- _WRITTEN INSTRUCTION_:
Reproduce the closing part of the entries exactly: the line with "For the audit, pick out each instance of the decorative" and all lines after it, ending with the last line, and nothing else.

>> START

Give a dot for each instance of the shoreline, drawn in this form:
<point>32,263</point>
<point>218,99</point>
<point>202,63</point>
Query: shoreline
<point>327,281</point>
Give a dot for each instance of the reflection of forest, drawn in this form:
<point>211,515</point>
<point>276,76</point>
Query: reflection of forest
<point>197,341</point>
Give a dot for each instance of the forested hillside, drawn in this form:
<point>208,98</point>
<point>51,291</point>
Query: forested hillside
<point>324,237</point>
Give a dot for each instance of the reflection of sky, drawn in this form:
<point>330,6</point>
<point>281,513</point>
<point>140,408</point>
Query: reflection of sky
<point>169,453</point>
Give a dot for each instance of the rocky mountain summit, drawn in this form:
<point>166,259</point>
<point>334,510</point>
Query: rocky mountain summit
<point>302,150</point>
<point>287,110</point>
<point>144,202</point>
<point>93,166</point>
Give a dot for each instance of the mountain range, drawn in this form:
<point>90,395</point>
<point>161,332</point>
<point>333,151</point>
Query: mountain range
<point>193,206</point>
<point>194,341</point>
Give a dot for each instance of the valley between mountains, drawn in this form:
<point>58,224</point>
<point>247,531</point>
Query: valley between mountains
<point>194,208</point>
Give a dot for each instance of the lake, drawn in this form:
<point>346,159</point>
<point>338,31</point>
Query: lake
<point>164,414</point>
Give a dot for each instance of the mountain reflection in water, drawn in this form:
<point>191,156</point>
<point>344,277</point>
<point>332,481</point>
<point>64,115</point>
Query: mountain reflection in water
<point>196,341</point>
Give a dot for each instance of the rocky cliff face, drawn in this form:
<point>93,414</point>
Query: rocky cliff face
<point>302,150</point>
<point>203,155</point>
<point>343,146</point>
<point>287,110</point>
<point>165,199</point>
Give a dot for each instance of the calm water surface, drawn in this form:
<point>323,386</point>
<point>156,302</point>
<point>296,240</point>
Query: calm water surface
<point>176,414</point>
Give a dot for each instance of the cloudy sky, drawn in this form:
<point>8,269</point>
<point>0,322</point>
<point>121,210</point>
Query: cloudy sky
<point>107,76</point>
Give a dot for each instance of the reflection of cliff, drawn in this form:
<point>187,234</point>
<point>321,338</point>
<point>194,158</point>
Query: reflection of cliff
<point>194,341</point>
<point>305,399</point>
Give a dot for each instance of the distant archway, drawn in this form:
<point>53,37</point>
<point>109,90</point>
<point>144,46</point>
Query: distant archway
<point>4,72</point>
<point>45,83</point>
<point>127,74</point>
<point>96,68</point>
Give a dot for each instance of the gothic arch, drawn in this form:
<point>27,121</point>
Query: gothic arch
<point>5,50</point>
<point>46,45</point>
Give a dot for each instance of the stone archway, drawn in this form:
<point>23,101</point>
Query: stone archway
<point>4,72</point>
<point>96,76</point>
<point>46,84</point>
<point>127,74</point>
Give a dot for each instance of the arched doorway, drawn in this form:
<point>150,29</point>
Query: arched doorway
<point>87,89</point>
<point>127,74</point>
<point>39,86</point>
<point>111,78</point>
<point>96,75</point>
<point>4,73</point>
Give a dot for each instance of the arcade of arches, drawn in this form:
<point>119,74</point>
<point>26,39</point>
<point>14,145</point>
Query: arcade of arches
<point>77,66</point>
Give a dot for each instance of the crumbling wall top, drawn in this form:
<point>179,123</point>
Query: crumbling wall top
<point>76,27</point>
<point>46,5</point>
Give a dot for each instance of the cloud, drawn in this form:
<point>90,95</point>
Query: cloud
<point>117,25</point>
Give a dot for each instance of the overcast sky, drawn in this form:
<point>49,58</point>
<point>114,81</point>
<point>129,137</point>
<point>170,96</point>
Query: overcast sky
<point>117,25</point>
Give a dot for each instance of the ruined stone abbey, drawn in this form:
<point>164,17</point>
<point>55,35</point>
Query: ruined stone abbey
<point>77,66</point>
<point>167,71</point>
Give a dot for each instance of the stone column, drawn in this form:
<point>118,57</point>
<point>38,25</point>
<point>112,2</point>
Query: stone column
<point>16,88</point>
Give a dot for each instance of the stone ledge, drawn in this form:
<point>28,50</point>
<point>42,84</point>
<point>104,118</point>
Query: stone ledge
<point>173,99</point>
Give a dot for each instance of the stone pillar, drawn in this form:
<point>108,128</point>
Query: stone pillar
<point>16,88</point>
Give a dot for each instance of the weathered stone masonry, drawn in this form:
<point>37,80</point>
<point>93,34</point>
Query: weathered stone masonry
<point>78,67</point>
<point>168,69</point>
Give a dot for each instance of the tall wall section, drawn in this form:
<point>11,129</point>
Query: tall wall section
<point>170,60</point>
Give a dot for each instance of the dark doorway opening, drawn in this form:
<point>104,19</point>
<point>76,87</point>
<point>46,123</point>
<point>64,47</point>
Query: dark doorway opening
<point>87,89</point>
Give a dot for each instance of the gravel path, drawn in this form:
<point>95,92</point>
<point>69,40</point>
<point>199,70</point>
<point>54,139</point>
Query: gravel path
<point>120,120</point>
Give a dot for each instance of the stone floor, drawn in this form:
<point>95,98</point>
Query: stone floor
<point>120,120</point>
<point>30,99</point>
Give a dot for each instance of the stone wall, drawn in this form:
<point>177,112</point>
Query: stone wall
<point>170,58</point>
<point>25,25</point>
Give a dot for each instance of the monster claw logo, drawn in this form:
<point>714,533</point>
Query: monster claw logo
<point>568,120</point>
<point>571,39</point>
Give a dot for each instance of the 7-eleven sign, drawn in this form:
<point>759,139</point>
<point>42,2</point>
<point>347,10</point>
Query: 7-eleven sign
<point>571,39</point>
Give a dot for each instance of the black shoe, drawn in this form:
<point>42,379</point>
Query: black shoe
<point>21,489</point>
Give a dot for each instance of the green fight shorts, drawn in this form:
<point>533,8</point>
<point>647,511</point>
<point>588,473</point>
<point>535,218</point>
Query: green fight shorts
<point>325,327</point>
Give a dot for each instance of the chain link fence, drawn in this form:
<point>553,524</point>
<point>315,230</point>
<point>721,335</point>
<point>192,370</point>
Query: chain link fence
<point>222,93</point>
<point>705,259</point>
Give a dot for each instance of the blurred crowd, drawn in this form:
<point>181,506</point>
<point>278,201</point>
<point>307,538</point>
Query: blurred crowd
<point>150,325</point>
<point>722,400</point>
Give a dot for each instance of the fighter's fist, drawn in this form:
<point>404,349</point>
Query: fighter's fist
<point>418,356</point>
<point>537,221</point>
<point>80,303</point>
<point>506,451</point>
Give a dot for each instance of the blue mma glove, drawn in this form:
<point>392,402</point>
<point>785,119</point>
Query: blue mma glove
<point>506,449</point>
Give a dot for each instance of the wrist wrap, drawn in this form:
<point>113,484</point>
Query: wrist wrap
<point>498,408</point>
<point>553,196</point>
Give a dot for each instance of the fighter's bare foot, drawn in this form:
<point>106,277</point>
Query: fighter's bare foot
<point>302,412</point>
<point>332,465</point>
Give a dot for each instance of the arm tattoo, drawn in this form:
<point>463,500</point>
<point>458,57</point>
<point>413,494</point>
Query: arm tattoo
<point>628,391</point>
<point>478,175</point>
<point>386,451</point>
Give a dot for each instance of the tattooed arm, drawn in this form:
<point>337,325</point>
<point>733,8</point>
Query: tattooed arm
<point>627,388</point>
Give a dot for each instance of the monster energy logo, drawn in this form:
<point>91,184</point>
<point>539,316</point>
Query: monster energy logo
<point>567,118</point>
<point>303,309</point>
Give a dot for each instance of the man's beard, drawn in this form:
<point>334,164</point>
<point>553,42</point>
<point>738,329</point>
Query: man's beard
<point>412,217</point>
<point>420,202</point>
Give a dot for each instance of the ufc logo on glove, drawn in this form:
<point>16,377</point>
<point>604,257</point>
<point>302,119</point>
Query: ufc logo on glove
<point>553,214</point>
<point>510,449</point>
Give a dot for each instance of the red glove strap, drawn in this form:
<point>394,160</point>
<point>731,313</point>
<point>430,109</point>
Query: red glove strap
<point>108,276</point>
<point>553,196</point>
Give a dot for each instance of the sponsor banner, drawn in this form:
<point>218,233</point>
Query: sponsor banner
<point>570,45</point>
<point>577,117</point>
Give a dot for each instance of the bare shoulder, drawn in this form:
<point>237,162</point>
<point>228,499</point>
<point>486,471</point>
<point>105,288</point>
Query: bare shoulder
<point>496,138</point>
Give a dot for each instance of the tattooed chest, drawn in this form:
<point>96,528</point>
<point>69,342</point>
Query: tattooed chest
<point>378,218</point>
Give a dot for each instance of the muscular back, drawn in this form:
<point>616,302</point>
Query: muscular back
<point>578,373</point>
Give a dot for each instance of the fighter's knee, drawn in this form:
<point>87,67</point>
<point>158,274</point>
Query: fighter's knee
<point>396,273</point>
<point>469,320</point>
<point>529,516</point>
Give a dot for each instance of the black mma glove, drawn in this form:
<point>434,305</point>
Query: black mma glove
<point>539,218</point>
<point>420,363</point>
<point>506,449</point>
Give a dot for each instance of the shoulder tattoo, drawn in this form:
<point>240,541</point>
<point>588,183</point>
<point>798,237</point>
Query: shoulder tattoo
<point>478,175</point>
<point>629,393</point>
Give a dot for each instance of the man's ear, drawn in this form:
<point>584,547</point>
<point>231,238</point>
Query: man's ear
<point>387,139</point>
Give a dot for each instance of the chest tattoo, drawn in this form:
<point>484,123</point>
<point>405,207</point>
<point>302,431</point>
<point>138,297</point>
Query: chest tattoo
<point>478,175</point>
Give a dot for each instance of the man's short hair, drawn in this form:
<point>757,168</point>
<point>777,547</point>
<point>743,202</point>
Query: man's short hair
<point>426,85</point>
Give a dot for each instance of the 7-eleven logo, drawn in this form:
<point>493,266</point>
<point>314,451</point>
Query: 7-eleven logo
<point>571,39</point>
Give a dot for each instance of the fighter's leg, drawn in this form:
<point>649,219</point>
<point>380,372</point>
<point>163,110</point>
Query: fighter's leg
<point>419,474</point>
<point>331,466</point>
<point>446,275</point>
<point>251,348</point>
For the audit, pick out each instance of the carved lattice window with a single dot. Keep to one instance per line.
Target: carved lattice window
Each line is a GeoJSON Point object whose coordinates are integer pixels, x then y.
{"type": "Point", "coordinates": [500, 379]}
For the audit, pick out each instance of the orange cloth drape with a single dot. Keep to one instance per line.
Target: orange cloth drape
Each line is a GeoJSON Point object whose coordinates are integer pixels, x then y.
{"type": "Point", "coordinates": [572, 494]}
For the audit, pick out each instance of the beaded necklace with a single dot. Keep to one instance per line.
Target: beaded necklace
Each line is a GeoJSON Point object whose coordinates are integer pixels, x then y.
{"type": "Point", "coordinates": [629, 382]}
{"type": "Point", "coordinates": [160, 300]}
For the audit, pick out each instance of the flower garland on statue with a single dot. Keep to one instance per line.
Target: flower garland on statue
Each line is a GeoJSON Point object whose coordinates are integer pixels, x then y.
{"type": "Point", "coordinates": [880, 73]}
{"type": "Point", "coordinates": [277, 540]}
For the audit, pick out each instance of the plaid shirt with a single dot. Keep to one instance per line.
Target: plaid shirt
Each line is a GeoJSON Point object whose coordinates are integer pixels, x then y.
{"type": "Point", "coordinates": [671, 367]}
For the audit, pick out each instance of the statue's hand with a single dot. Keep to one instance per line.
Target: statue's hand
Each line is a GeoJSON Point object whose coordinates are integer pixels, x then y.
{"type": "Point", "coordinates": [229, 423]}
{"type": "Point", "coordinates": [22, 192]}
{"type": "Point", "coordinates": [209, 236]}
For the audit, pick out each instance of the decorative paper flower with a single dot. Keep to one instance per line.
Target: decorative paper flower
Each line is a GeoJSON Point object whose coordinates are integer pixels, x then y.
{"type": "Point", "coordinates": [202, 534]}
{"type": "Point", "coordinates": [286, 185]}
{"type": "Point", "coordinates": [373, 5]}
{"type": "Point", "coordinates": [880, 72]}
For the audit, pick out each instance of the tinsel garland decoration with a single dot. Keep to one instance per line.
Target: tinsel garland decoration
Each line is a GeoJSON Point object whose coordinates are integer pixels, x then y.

>> END

- _EXERCISE OUTPUT_:
For the audit, pick out each instance of the decorative paper flower with a single dot. Keep to one instance per line.
Target: decorative paper flower
Each line is a GeoJSON Point object whose coordinates are integer pixels, x then y.
{"type": "Point", "coordinates": [202, 534]}
{"type": "Point", "coordinates": [286, 185]}
{"type": "Point", "coordinates": [373, 5]}
{"type": "Point", "coordinates": [880, 72]}
For the audit, pick out each instance of the tinsel garland decoration with a single dot. Keep to one instance per line.
Target: tinsel garland decoration
Each line is a GeoJSON Point object whose coordinates are integer pixels, x then y.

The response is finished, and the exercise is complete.